Dataset records about object locations:
☆ ☆ ☆ ☆ ☆ ☆ ☆

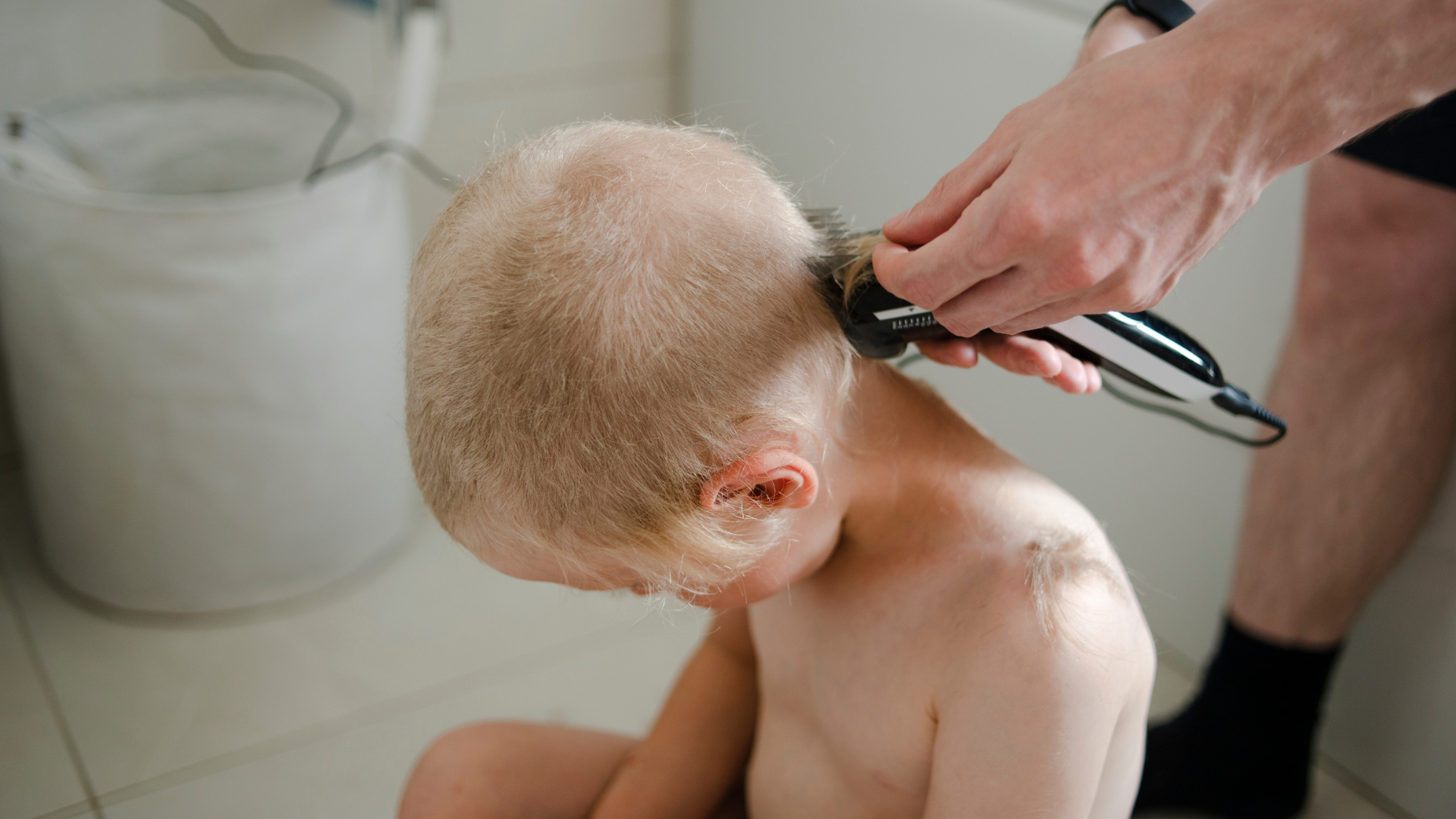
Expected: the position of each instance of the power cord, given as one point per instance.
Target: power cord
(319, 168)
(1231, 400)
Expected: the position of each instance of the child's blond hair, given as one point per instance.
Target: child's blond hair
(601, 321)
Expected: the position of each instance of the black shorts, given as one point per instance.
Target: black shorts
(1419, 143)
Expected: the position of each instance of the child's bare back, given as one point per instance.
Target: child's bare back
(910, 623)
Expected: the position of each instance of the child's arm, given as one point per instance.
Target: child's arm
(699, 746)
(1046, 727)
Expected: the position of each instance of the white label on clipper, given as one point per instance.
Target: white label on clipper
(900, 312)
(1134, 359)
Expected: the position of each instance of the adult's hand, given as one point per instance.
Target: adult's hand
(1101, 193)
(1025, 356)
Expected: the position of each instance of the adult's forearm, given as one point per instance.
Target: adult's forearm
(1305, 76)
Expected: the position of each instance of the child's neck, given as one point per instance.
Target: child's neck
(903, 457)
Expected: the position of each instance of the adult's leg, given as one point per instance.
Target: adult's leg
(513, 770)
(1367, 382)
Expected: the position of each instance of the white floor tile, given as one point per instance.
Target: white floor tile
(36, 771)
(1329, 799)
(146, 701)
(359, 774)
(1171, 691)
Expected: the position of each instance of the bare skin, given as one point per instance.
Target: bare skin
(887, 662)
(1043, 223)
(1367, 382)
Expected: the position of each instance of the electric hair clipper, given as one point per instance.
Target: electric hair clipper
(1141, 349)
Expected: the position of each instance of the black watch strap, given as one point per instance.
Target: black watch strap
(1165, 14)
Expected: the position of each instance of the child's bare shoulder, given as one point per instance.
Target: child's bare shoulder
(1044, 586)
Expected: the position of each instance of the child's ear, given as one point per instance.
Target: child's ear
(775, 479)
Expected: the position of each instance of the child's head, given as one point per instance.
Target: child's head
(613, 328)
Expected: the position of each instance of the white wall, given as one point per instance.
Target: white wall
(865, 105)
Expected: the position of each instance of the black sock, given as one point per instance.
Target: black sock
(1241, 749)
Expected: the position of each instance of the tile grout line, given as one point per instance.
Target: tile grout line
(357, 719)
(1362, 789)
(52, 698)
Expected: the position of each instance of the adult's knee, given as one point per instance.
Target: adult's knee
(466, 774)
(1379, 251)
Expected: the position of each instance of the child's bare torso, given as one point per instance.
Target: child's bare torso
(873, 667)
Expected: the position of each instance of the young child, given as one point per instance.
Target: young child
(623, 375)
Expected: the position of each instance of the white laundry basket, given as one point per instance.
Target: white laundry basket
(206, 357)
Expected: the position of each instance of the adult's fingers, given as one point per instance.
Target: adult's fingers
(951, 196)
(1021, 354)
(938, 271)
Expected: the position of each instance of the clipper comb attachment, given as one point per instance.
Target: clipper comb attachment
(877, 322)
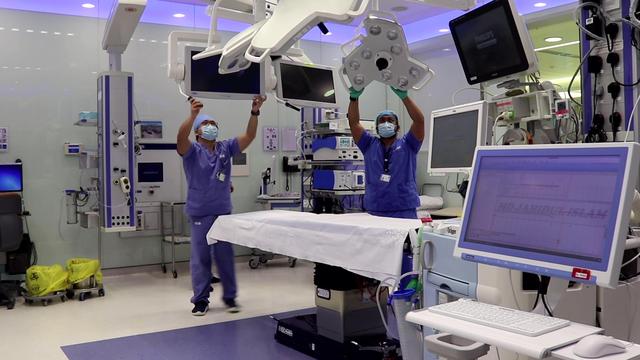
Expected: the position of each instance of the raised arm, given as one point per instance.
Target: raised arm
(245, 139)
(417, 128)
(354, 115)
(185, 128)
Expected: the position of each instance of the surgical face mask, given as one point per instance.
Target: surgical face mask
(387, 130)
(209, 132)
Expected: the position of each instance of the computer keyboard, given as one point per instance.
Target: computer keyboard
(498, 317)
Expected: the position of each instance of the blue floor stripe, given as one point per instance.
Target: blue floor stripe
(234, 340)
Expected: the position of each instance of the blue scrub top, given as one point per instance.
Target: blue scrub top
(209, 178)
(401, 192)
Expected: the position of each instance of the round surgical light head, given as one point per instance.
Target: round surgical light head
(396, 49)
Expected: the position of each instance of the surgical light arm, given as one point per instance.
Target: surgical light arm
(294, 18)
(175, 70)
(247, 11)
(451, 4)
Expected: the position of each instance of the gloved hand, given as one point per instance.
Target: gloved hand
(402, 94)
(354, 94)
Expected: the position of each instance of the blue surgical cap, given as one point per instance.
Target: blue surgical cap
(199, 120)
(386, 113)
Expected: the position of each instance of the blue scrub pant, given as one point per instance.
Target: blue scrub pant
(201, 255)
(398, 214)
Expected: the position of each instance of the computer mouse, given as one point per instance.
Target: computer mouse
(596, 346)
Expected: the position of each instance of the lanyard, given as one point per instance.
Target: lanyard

☆ ☆ ☆ ☆ ☆ ☆ ☆

Copy out all of the rows, changing "given as one point per instance" to "marked with one point each" and keeping everything else the same. Omit the pictures from your answer.

Expected: the position of each instance of the power cord, marked with one point each.
Target: power cord
(319, 168)
(1231, 400)
Expected: the position of each instance of the child's blond hair, marked with one point each.
Target: child's blond hair
(601, 321)
Expected: the position of each instance of the black shorts, marked with one point each.
Target: black shorts
(1419, 143)
Expected: the position of each instance of the child's bare back, marked with one point each.
Target: child's bare back
(910, 623)
Expected: the position of each instance of the child's arm, marked with one point each.
Target: child's arm
(699, 746)
(1046, 727)
Expected: the position of each instance of the white label on clipper, marked with one point each.
Target: white label on clipper
(900, 312)
(1134, 359)
Expected: the position of each instance of the adult's hand, marked with one point each.
Target: adult's hand
(1101, 193)
(1025, 356)
Expected: the position of each instance of the adult's forearm, marked with one point each.
Target: adult's forearm
(1305, 76)
Expected: the position of each instance of the child's neck, marked with one point each.
Target: child's neck
(903, 457)
Expected: the position of each instance of the adult's leg, marked with one point each.
Target: adult's leg
(513, 770)
(1367, 382)
Expected: the position of each instance of the white floor tile, marked with one point each.
Target: white floor tile
(36, 771)
(1329, 799)
(146, 701)
(359, 774)
(1171, 691)
Expected: the position of each instance of the bare skin, marked with one point each.
Target: bare skin
(887, 662)
(1043, 223)
(1367, 382)
Expected: the position of each instance of the electric hair clipper, marked with one point each.
Target: electric hair clipper
(1141, 349)
Expected: the position of each instance of the black watch strap, marked with one point each.
Target: black watch strap
(1165, 14)
Expected: the position of each instance of the child's bare shoulder, marked with one point each.
Target: child's bare shoulder
(1044, 586)
Expected: the position of each instance of the child's ear, marked with one point each.
Target: child's ear
(775, 479)
Expected: the position of each instance of the child's head, marked with one point each.
Target: child's head
(613, 328)
Expected: the position of each instance of the white wall, marked with one point each.
Target: white wall
(865, 105)
Expected: the position of each instance of the black sock, marked with one point each.
Target: black sock
(1241, 749)
Expected: the position of each instance of the tile grout line, marked with one point each.
Target: tile grout line
(357, 719)
(1362, 789)
(52, 698)
Expected: the position of each instance of the adult's knee, marked with one point each.
Target: adult's knee
(466, 774)
(1379, 251)
Expected: the position of each instance of the child's bare torso, marked with one point each.
Target: child's bare torso
(873, 667)
Expected: the position of each instance of the young child, marked with one point each.
Target: young child
(623, 375)
Expected: the position of each instance of the white laundry basket, marked with one point each.
Target: white laundry basket
(206, 357)
Expected: the position of each instance of the adult's fingers, marked with one point each.
Target: adult's fingers
(951, 196)
(1021, 354)
(938, 271)
Expected: the position of each instance of the clipper comb attachment, marked with one point each.
Target: clipper comb attachment
(877, 322)
Expected: the position of each instance of the raised arm, marked with one point each.
Target: raised arm
(245, 139)
(417, 128)
(354, 115)
(185, 128)
Expected: the position of each instance of the surgical face mask, marked with one point each.
Target: surgical face mask
(387, 130)
(209, 132)
Expected: the position of each instance of the computer keyboard, marked with one point each.
Target: computer keyboard
(498, 317)
Expected: the position of each instance of the blue floor stripe, marked with one point each.
Target: blue floor stripe
(234, 340)
Expected: the position of each instance of the blue scrub top, marked with one point each.
Target: blue scrub top
(209, 178)
(401, 192)
Expected: the position of each instance of the round surgical light head, marked with one point each.
Target: round surgical light head
(396, 49)
Expected: the position of each instance of the surgical light arm, marked with one point each.
Target: surgical light arm
(294, 18)
(175, 70)
(247, 11)
(451, 4)
Expected: the position of each instance of the gloved hand, marked with one point each.
Target: gloved hand
(402, 94)
(354, 94)
Expected: the position of each instance of the blue surgical cap, marked with one point each.
Target: blue surgical cap
(199, 120)
(386, 113)
Expected: the position of each instance of the blue scrub pant, marked with one point each.
Target: blue scrub pant
(201, 255)
(398, 214)
Expected: the position of each instance of the computer mouse, marked with one point each.
Target: computer mouse
(596, 346)
Expected: the position of each instance of the lanyard, marked with one point each.
Target: lanyard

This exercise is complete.